London homeowners should expect to see an average of £31k wiped off the value of their homes in the event of no-deal, says This is Money. KPMG forecasts that a Brexit deal would see the average London price at £453,000, while no-deal would see this reduced to £422,000.
Yael Selfin, chief economist at KPMG UK, told This is Money: “If we see a fall in confidence, as a result of a no-deal Brexit disruption, and a decline in households’ real income due to higher inflation eating into smaller wage rises, that could see house prices in the South East fall by 0.6 per cent this year and by 6.7 per cent in 2020.
“So anyone who bought a home recently will likely find themselves in negative equity at least in the short-term until prices pick up again.”
Homeowners in Northern Ireland would likely see the value of their homes dropping by an average 7.5% if the UK exits the European Union without a deal, found the study.
This year, the UK has already seen the weakest national growth for house prices since 2012. The average UK house price was £230,000 in June, around just £2,000 higher than a year ago, says the Guardian.
London house prices drop 2.9% in 2019
15 August 2019
House prices have dropped in the south of England in 2019, with London performing uniquely poorly, figures from the Office of National Statistics’ (ONS) price index revealed yesterday.
Among the index’s key findings was the report that in London, prices have sunk 2.9% in the year to June. “Average house prices in London have now been falling over the year each month since March 2018,” says the report.
Despite the South’s low growth rate, the UK as a whole saw an increase in property prices of 0.9%. Nationally, the average price of a house was £230,000 - £2,000 higher than the same month last year.

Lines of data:
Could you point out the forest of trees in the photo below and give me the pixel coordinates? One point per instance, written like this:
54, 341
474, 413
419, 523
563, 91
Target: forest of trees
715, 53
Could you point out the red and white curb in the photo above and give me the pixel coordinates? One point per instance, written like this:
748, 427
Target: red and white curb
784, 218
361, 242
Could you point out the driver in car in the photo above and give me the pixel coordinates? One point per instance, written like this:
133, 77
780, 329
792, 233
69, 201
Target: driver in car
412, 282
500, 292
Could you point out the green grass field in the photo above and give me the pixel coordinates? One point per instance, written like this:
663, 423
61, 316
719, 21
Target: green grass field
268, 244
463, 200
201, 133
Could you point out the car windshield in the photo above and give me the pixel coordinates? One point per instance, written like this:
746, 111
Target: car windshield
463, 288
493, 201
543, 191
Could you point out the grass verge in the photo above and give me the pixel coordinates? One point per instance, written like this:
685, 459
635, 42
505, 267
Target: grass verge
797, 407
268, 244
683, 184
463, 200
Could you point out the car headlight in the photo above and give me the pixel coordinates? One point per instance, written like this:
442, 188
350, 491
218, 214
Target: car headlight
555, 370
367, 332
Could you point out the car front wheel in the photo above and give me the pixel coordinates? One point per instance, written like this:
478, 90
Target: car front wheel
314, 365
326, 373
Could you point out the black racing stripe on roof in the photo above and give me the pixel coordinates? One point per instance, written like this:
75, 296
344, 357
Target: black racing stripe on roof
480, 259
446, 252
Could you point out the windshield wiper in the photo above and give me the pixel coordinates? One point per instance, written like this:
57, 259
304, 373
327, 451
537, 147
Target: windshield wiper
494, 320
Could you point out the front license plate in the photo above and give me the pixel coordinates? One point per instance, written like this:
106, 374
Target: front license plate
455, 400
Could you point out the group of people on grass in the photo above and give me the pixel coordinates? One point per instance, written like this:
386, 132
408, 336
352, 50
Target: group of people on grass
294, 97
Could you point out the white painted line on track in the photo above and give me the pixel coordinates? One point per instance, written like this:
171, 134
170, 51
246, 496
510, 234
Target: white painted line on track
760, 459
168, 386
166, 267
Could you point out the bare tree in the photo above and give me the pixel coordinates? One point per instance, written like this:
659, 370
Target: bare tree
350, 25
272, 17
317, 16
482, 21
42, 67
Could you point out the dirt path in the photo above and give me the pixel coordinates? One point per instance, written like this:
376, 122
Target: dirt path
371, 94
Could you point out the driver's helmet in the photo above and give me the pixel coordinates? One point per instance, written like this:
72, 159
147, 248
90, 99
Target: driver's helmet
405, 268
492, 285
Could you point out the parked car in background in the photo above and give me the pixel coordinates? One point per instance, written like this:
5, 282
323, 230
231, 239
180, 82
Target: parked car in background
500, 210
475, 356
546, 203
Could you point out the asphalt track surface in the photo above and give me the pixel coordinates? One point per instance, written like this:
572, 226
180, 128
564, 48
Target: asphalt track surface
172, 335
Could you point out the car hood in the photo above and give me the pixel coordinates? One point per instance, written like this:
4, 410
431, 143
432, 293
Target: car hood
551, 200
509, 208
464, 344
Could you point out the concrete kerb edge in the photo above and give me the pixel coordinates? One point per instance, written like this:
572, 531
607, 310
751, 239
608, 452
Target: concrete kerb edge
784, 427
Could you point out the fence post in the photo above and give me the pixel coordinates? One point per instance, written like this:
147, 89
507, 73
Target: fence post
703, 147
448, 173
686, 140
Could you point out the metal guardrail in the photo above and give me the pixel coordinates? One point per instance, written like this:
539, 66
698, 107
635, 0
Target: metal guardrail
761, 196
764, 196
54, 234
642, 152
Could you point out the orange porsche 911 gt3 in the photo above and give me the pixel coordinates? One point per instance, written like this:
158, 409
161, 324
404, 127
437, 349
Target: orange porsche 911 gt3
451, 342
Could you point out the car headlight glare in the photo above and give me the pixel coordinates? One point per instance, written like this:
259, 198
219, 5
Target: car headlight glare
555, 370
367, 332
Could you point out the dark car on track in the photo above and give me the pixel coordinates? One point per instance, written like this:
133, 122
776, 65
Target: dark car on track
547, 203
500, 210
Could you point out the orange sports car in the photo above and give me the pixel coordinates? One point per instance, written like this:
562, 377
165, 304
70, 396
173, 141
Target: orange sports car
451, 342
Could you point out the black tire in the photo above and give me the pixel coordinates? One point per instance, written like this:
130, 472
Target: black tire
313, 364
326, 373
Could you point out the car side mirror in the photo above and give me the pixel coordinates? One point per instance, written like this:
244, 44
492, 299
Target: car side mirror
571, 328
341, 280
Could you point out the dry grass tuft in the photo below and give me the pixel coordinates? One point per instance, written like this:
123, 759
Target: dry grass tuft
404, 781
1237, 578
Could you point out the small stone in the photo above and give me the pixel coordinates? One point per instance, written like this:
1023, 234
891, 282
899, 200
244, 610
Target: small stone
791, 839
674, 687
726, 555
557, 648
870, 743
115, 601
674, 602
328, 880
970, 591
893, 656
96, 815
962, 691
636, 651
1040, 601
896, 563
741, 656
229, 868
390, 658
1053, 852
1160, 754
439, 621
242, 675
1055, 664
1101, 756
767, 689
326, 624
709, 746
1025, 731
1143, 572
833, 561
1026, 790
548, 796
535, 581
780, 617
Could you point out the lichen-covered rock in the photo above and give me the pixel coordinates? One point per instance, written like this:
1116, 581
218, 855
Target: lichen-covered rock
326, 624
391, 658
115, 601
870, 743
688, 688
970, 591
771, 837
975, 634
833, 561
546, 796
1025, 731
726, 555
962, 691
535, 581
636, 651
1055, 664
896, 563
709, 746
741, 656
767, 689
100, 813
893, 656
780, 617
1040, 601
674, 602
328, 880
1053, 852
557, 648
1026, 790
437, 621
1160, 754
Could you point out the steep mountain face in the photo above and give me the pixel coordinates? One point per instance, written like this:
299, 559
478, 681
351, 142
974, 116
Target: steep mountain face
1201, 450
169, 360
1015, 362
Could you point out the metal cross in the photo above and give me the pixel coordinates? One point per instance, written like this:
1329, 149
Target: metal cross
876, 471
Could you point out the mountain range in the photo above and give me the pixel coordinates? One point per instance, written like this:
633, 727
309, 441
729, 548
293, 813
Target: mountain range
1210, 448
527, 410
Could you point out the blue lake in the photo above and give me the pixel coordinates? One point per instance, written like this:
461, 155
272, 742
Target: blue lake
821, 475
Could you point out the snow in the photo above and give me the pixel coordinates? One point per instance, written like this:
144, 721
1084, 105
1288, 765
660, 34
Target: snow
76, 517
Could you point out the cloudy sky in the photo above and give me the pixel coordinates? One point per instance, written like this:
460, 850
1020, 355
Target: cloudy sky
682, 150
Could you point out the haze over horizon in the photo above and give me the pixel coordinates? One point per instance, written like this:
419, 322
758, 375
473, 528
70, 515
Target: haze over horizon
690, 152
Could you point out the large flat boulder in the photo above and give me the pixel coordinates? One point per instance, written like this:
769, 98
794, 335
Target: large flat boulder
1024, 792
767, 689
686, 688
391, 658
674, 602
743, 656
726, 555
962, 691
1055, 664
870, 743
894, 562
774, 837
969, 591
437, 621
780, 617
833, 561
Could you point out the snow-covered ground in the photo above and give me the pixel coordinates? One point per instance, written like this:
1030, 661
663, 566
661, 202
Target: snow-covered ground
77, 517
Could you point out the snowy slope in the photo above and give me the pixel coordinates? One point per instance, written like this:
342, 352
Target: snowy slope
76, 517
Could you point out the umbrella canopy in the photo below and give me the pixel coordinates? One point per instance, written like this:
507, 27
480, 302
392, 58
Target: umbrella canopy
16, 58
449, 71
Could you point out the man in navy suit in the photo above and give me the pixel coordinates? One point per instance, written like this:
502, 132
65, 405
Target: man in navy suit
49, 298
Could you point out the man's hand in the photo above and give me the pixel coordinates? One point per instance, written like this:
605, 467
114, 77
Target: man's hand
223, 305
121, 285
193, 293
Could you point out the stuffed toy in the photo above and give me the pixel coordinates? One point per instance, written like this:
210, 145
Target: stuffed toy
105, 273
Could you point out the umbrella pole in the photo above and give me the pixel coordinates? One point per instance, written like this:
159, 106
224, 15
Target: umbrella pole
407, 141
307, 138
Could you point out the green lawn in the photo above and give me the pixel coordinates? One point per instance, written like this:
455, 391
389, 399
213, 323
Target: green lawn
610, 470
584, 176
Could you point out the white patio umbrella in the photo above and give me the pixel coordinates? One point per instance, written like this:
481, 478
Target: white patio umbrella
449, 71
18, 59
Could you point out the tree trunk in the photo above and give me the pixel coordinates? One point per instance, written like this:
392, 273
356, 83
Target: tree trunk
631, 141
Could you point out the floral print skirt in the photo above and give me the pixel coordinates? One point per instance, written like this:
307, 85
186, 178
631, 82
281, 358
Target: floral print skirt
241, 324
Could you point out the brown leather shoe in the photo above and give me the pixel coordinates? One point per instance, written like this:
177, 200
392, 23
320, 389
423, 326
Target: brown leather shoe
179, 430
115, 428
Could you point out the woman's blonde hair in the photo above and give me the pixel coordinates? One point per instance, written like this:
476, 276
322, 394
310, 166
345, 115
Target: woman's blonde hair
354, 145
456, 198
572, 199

Task list:
(a) Return each line from the entries above that contains the string "hair".
(b) Write the next part of the piece on UK house prices, starting right after its final sentence.

Answers:
(a)
Could you point out the woman's blonde hair in the photo above and give me the pixel coordinates? One point per instance, written like this:
Target: woman's blonde hair

(b)
This relatively flat overall performance is the result of large regional differences, with Wales, for example, contrasting London by experiencing a 4.4% hike in property prices.
The BBC reports that in Northern Ireland, house prices “between April and June were 3.5% higher than the same time last year.”
Other areas of growth include the East Midlands, which saw a growth rate of 3.2%, while the West Midlands saw growth of 2.6%.
According to the Guardian, the news marks “the first time that average prices had fallen in all three regions of southern England, covering an area extending from Milton Keynes in the north to Lands End in the west and Dover in the east, since September 2009.”
The paper asked Nick Leeming, the chairman of estate agent Jackson-Stops, if he could pinpoint a cause: “Data makes it clear that continued uncertainty as we creep ever closer to leaving the EU without a deal has caused hesitancy in some areas of the property markets,” Leeming said.
The Financial Times quotes Dilpreet Bhagrath, mortgage expert with online mortgage broker Trussle, who agrees on the source of the issue: “With house prices unchanged from May 2019, the property market still remains stagnant, and with a no-deal Brexit looming, this suggests that would be house-buyers are wary of committing to make the move.”
“With Brexit due to occur on 31 October - and it is currently very unclear what will happen then – we believe that uncertainty will weigh down on the economy over the next few months at least and hamper the housing market,” said Howard Archer, chief economic adviser at the EY Item Club, quoted by the Independent.
“Consumers may well be particularly cautious about committing to buying a house, especially as house prices are expensive relative to incomes. Additionally, it looks questionable whether the labour market and earnings growth will sustain their recent strength over the coming months as companies are faced by a soft economy, domestic political and Brexit uncertainties and a challenging global environment. Consequently, we suspect house prices will rise by no more than 1.5 per cent over 2019,” Mr Archer said.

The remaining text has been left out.